Work instructions - Find each line in the records below that contains the word "comes", and copy those lines out.

begin Record set

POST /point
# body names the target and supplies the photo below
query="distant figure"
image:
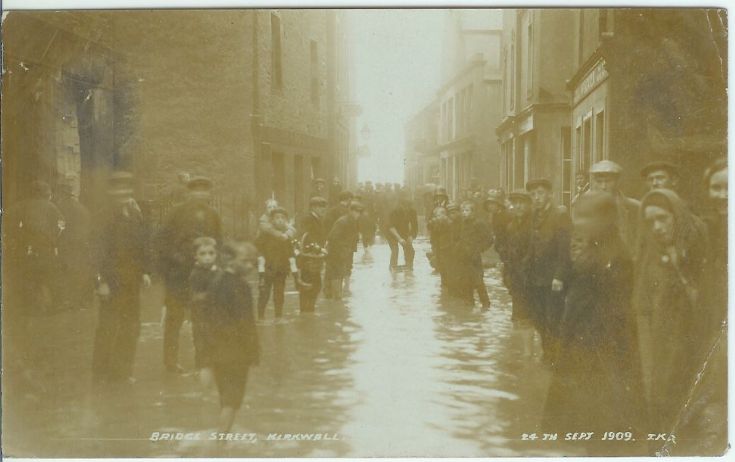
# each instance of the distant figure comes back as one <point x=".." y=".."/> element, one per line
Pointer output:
<point x="123" y="266"/>
<point x="605" y="177"/>
<point x="229" y="336"/>
<point x="76" y="281"/>
<point x="402" y="230"/>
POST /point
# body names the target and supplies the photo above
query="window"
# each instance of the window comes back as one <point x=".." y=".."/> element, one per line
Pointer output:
<point x="279" y="176"/>
<point x="567" y="176"/>
<point x="587" y="144"/>
<point x="298" y="171"/>
<point x="276" y="53"/>
<point x="314" y="74"/>
<point x="600" y="136"/>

end Record set

Response below -
# each instance of the distant figure comes back as one <point x=".." y=".."/> element, one per line
# each instance of the window comes back as one <point x=".." y=".."/> element, one per line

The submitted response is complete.